* [Descrizione dell'esercizio]:
Nell'estratto su Mario Tronti, in quale anno e con quale editore esce Operai e capitale?

* [Estratto selezionato]:
Tronti e la necessaria «autonomia del politico»
di Luigi Pandolfi su Rocca.
È stata una storia intellettuale e politica controversa, quella di Mario Tronti, scomparso a novantadue anni lo scorso 7 agosto. Teorico dell’operaismo italiano (nel 1966 esce Operai e capitale, per i tipi di Einaudi), poi dell’«autonomia del politico», la sua esperienza di dirigente politico e di uomo delle istituzioni è stato un conclamato caso di incoerenza tra pensiero e azione, almeno nell’ultima stagione del suo impegno in parlamento. È sufficiente ricordare, a tal proposito, il suo voto favorevole, da senatore del PD renziano, al Jobs Act, provvedimento che ha reso ancora più precario il lavoro nel nostro Paese, e all’abolizione dell’art.18 dello Statuto dei lavoratori. Ma lui, fino alla fine, ha vissuto tutto questo con curioso spirito di separazione, come se quei voti, quella corresponsabilità in determinate scelte, fossero di un altro Mario Tronti. Solo qualche settimana prima della sua dipartita, in un’intervista a Marco Bevilacqua proprio su Rocca, diceva che «la sinistra esiste ancora formalmente, ma ormai si è scavato un solco fra questa esistenza formale e la vita sociale e politica», quasi ironizzando sulle suggestioni “americane” del Partito democratico. La conclusione era che «il potere vero è ormai nelle mani di chi lo produce e lo controlla, vale a dire dei grandi attori del sistema economico-finanziario, che possono agire indisturbati perché nessuno, tantomeno chi cavalca sentimenti demagogici, li mette in discussione. Il fatto è che bisognerebbe ri-politicizzare il popolo, e lo potrebbe fare solo una sinistra propriamente detta». Nessuna autocritica, ma l’analisi, presa a sé stante, era sensata. Economia e politica, conflitto e mediazione: il cuore della sua riflessione sulla politica moderna, entrata definitivamente e irrimediabilmente in crisi dopo il fallimento del socialismo reale in Urss e nei paesi dell’est, che ha tirato giù anche i benefici del compromesso keynesiano ad ovest. Vale la pena ritornarci su questo argomento. Ciò che, dal mio punto di vista, rimane di più vivo del lungo, e composito, comunque importantissimo, lavoro dell’intellettuale Mario Tronti.

* [Elenco fornito]:
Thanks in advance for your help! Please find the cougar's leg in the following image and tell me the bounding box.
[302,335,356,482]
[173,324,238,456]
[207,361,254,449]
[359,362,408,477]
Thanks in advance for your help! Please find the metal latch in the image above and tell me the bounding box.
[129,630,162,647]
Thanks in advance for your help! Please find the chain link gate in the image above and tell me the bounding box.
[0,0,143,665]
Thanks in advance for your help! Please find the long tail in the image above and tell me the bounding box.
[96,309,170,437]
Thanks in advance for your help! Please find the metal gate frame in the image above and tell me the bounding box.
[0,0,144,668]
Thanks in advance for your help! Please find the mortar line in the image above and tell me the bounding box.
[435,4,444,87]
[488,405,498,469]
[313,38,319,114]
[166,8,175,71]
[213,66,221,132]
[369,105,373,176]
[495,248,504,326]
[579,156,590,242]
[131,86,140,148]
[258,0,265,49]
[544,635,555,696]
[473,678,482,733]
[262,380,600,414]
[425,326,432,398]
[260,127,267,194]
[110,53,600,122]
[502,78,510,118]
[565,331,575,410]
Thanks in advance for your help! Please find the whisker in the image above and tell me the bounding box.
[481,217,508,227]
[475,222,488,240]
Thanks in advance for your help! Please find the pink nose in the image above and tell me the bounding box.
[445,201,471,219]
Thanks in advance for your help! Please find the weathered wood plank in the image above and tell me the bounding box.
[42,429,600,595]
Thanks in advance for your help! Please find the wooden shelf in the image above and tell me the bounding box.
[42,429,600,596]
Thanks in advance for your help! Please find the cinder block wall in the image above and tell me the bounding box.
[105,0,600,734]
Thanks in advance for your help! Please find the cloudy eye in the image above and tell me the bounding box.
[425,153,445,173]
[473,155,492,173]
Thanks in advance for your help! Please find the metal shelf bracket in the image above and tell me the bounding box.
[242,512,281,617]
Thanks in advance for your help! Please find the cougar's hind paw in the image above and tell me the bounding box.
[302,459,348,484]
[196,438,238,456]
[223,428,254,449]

* [Risultato]:
Nel 1966, per i tipi di Einaudi.